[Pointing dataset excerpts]
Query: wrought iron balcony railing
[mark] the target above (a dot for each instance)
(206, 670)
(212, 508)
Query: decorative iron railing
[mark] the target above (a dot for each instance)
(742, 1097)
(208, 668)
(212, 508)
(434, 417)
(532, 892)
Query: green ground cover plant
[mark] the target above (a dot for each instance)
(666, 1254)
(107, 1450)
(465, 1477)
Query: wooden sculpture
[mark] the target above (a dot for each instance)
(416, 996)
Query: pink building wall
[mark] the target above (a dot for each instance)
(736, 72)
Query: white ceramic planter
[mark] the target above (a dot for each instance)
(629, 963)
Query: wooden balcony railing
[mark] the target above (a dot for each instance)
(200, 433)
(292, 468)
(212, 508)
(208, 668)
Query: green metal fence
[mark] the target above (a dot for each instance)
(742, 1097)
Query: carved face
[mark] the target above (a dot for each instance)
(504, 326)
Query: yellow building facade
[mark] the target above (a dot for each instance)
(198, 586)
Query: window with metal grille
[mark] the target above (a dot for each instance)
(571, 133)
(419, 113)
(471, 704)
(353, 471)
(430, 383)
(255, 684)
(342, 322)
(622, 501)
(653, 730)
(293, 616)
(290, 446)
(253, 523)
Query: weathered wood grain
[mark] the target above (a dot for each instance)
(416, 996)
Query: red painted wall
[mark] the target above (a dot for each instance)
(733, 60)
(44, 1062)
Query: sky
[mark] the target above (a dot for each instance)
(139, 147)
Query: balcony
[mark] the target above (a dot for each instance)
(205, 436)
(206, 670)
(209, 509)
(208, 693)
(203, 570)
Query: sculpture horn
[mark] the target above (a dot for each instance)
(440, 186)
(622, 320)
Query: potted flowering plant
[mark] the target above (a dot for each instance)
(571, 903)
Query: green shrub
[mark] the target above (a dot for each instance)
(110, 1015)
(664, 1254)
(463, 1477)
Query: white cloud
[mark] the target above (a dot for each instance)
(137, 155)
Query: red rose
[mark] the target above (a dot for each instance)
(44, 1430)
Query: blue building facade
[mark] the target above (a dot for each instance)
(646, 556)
---
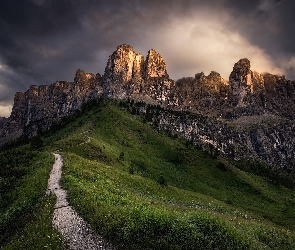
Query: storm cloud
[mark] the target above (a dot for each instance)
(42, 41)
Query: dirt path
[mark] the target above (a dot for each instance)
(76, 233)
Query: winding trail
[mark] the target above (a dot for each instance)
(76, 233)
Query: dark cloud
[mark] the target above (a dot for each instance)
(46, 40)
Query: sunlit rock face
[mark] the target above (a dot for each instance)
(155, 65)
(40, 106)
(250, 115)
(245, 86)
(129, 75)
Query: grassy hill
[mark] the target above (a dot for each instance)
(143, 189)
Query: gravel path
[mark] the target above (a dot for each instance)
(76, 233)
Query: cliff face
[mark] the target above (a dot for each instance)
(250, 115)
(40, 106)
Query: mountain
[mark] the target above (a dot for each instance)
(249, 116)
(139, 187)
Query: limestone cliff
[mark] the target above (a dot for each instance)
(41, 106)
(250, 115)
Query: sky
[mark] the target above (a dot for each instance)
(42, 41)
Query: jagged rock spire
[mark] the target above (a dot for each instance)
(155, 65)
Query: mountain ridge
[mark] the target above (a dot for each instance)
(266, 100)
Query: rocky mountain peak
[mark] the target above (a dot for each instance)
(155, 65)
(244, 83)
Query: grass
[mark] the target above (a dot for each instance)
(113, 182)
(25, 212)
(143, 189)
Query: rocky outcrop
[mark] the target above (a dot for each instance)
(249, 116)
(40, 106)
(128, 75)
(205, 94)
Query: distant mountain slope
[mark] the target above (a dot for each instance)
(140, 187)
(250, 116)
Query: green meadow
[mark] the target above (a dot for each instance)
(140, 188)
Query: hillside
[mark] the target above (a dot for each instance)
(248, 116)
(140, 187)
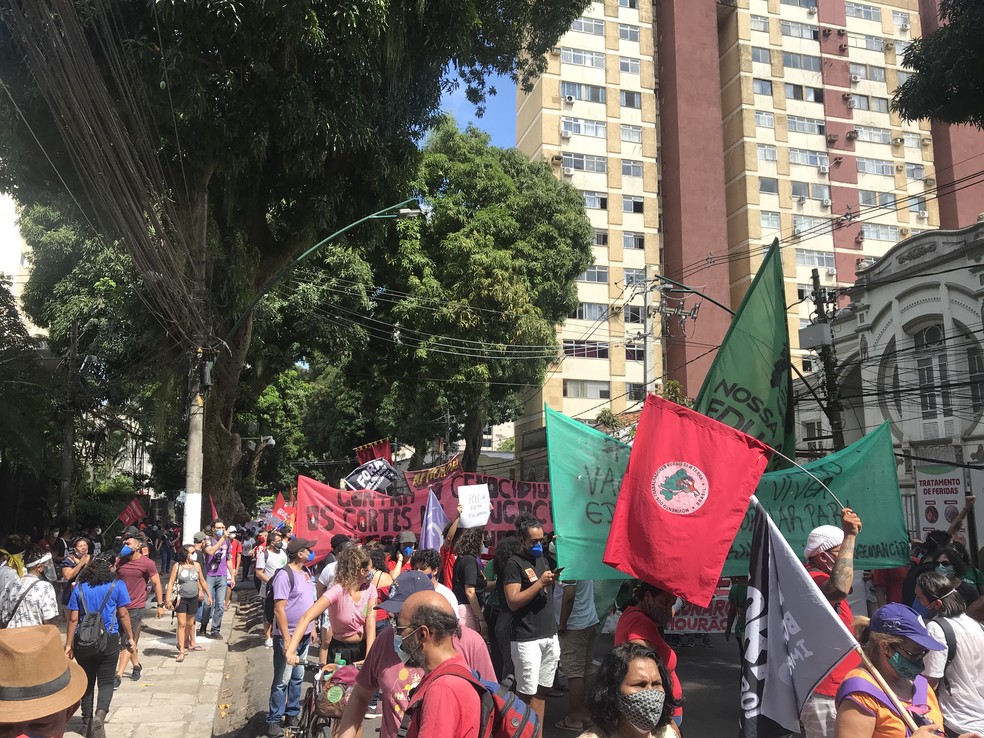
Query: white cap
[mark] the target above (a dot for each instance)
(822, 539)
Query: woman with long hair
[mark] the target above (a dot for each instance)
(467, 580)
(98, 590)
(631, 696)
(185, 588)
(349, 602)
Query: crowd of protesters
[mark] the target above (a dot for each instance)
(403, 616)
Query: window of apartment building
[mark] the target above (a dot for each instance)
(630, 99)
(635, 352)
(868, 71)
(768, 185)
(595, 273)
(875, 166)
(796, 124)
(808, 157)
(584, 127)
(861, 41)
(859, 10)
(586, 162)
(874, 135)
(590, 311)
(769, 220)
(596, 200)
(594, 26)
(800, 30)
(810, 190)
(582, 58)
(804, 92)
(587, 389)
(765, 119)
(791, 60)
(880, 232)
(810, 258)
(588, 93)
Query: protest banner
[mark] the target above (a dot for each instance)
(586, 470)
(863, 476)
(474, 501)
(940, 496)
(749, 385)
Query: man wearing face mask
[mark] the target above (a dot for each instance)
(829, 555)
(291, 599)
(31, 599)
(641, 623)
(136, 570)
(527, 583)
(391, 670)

## WORK TO DO
Filter the data above down to every line containing the string "balcony", with case counting. Copy each matching line.

## ANSWER FOR THIS EXERCISE
Query: wrought iron balcony railing
Query: wooden balcony railing
Query: balcony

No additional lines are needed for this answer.